--- Begin RECORD SET ---
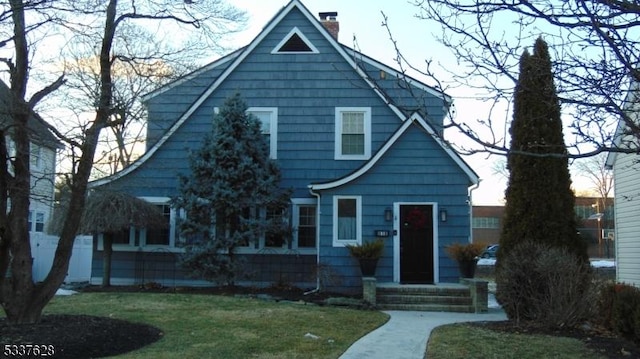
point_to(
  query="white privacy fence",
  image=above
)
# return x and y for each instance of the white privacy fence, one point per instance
(43, 249)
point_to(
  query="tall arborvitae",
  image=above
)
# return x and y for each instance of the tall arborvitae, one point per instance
(539, 200)
(230, 196)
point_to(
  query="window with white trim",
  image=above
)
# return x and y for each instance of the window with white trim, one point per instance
(353, 133)
(35, 158)
(305, 219)
(134, 238)
(268, 117)
(347, 220)
(36, 221)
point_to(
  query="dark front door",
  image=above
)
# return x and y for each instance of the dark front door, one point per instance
(416, 244)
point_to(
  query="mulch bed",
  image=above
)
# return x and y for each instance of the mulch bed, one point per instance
(599, 340)
(82, 336)
(75, 337)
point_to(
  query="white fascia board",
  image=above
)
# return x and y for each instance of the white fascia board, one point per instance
(473, 177)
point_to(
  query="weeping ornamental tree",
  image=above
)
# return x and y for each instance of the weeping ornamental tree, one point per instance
(232, 196)
(124, 211)
(539, 211)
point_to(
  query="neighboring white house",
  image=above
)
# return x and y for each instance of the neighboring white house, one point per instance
(43, 147)
(626, 173)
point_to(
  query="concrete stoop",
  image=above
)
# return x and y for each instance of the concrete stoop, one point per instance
(469, 296)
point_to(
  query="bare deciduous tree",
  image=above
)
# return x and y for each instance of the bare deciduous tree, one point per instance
(21, 22)
(595, 50)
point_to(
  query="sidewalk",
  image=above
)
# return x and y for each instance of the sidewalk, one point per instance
(406, 333)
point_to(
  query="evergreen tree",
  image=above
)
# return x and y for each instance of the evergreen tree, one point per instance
(539, 200)
(539, 229)
(232, 189)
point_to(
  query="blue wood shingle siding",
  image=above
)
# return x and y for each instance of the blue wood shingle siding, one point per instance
(306, 93)
(306, 89)
(414, 170)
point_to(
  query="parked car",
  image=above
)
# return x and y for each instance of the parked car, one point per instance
(491, 251)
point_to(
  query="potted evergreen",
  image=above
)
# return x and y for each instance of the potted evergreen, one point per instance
(467, 256)
(367, 254)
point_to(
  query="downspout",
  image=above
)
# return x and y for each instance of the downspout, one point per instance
(317, 195)
(470, 201)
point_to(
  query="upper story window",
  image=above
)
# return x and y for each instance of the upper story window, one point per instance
(486, 222)
(353, 133)
(347, 220)
(36, 221)
(268, 116)
(295, 43)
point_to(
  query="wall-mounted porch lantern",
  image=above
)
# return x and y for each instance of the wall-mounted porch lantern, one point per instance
(443, 215)
(388, 215)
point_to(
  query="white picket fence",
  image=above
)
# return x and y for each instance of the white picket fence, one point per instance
(43, 249)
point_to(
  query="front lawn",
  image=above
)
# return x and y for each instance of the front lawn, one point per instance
(464, 341)
(208, 326)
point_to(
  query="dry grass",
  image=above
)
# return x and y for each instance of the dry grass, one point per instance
(207, 326)
(462, 341)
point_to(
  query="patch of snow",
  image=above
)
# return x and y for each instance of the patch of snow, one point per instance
(65, 292)
(492, 303)
(603, 263)
(311, 336)
(487, 262)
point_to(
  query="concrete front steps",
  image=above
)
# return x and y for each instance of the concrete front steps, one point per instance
(425, 298)
(469, 296)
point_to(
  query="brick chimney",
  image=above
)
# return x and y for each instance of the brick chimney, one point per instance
(329, 21)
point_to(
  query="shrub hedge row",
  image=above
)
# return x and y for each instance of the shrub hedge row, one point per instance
(619, 309)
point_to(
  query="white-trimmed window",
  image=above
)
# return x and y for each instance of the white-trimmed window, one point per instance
(268, 116)
(305, 227)
(150, 238)
(36, 221)
(347, 220)
(35, 158)
(353, 133)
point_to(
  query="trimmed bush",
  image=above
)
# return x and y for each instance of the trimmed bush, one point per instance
(546, 285)
(619, 308)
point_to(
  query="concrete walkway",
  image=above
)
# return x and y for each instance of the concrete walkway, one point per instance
(406, 333)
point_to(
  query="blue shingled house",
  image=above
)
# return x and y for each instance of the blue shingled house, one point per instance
(359, 143)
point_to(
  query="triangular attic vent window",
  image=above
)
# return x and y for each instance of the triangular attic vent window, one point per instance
(295, 43)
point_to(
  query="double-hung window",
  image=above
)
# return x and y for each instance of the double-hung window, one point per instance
(153, 237)
(268, 117)
(36, 221)
(353, 133)
(35, 156)
(347, 220)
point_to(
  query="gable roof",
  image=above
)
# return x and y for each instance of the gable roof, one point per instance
(39, 131)
(238, 57)
(418, 121)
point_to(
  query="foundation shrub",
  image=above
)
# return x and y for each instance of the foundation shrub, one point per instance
(619, 310)
(545, 285)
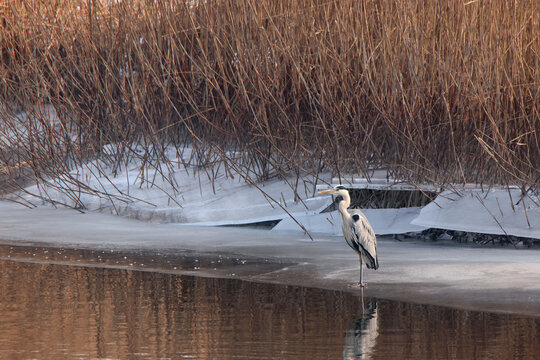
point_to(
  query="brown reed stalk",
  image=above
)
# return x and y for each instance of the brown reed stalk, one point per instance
(445, 91)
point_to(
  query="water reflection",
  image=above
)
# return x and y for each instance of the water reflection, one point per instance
(361, 337)
(65, 312)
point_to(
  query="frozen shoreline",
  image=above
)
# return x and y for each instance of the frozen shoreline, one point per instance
(478, 278)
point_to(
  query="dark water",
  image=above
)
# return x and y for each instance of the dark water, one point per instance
(75, 312)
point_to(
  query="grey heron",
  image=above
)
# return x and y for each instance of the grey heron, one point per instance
(357, 231)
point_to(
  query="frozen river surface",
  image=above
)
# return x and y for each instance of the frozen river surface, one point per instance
(476, 278)
(91, 286)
--- End RECORD SET ---
→ INSTRUCTION
Working from the lines above, reproduce the material exactly and exclude its pictures.

→ CORRECT RESPONSE
point_to(
  query="white privacy fence",
  image=above
)
# return x and y for each instance of the white privacy fence, one point per instance
(43, 249)
point_to(
  query="tall arborvitae",
  image=above
)
# return x and y for each instance of the tall arborvitae, one point per instance
(539, 200)
(230, 196)
point_to(
  query="window with white trim",
  image=above
)
# return x and y for each instance of the window with white trim, one point per instance
(353, 133)
(35, 158)
(305, 219)
(134, 238)
(268, 117)
(347, 220)
(36, 221)
point_to(
  query="dark front door",
  image=above
)
# return x and y for each instance of the dark front door, one point per instance
(416, 244)
point_to(
  query="mulch bed",
  image=above
)
# return x and y for each instance of the mulch bed, one point per instance
(599, 340)
(82, 336)
(75, 337)
point_to(
  query="white fascia board",
  image=above
)
# return x and y for each instance of the white fascia board, one point per instance
(473, 177)
point_to(
  query="weeping ornamental tree",
  image=above
)
# return x and y for each instance of the weeping ornamental tree, one point per instance
(232, 196)
(124, 211)
(539, 211)
point_to(
  query="neighboring white house",
  image=above
)
# return x and y for each instance of the neighboring white house, one point per instance
(43, 147)
(626, 173)
point_to(
  query="concrete stoop",
  image=above
)
# return x and y for each instance of the concrete stoop, one point per instance
(469, 296)
point_to(
  query="bare deciduous tree",
  image=above
)
# return x and y for each instance of the bare deciduous tree, one point per instance
(21, 22)
(595, 50)
point_to(
  query="sidewalk",
  image=above
)
# return x and y for each instance of the sidewalk, one point per instance
(406, 333)
point_to(
  query="evergreen tree",
  image=above
)
# return x and y for each instance of the evergreen tree, one point per instance
(539, 200)
(539, 229)
(232, 189)
point_to(
  query="blue wood shingle siding",
  image=above
)
# return x and y for each instance of the blue wood shingle siding, one point per instance
(306, 93)
(306, 89)
(414, 170)
point_to(
  query="parked car",
  image=above
)
# return x and y for each instance of the parked car, one point per instance
(491, 251)
point_to(
  query="potted evergreen",
  image=above
)
# return x and y for each instance of the potted evergreen, one point per instance
(467, 256)
(367, 254)
point_to(
  query="downspout",
  image=above
)
# return x and y for each instance of the downspout, one point per instance
(317, 195)
(470, 201)
point_to(
  query="upper story window",
  image=above
)
# return x and y for each instance of the upper story window, one point per instance
(486, 222)
(353, 133)
(347, 220)
(36, 221)
(268, 116)
(295, 43)
point_to(
  query="wall-mounted porch lantern",
  image=above
)
# return x and y for each instance of the wall-mounted porch lantern, one point per instance
(443, 215)
(388, 215)
point_to(
  query="white picket fence",
  image=above
)
# return x and y for each instance of the white picket fence, one point per instance
(43, 249)
point_to(
  query="front lawn",
  image=above
)
# return x and y for each instance of the front lawn, one point per instance
(464, 341)
(208, 326)
point_to(
  query="dry grass",
  image=above
)
# return x and y for each instance of the dry grass, one point per instance
(207, 326)
(462, 341)
point_to(
  query="patch of snow",
  image=above
)
# return x and y for each instance of the patch of snow, one point per instance
(65, 292)
(492, 303)
(603, 263)
(311, 336)
(487, 262)
point_to(
  query="concrete front steps",
  image=above
)
# return x and y for each instance of the concrete front steps, one point per instance
(425, 298)
(469, 296)
point_to(
  query="brick chimney",
  image=above
)
# return x and y for each instance of the brick chimney, one point per instance
(329, 21)
point_to(
  query="shrub hedge row",
  image=above
)
# return x and y for each instance of the shrub hedge row, one point per instance
(619, 309)
point_to(
  query="white-trimmed window",
  image=above
)
# return x and y for each instance of the white-trimmed window, one point per instance
(268, 116)
(305, 227)
(150, 238)
(36, 221)
(347, 220)
(35, 158)
(353, 133)
point_to(
  query="trimmed bush",
  image=above
)
# return x and y for each instance of the trimmed bush, one point per instance
(546, 285)
(619, 308)
point_to(
  query="concrete walkway",
  image=above
)
# return x and y for each instance of the concrete walkway, one point per instance
(406, 333)
point_to(
  query="blue shingled house",
  image=above
)
# return x and y for each instance of the blue shingled house, one point per instance
(359, 143)
point_to(
  query="triangular attic vent window",
  image=above
)
# return x and y for each instance of the triangular attic vent window, one point per instance
(295, 43)
point_to(
  query="double-hung window",
  image=above
)
# return x and y for each instance of the double-hung window, one point per instance
(153, 237)
(268, 117)
(36, 221)
(353, 133)
(35, 156)
(347, 220)
point_to(
  query="gable roof",
  image=above
)
# return x and y for each instance of the gable roof, one point per instance
(39, 131)
(238, 57)
(418, 121)
point_to(
  query="foundation shrub",
  image=above
)
# return x and y for each instance of the foundation shrub, one point per instance
(619, 310)
(545, 285)
point_to(
  query="brown reed stalk",
  image=above
)
# return x and y for each instance of the brown reed stalk, one point per instance
(445, 91)
point_to(
  query="water reflection",
  image=above
)
# return x and y for each instance of the water reflection, one point per instance
(361, 337)
(65, 312)
point_to(
  query="frozen shoreline",
  image=above
)
# return x and y for each instance of the frozen shoreline, one point per instance
(478, 278)
point_to(
  query="dark water",
  image=above
)
# return x and y for each instance of the dark water, one point per instance
(75, 312)
point_to(
  query="grey heron",
  image=above
)
# return x and y for each instance of the grey heron, one point per instance
(357, 231)
point_to(
  query="frozen river surface",
  image=above
)
# return x and y for each instance of the frozen river surface, one point per instance
(476, 278)
(91, 286)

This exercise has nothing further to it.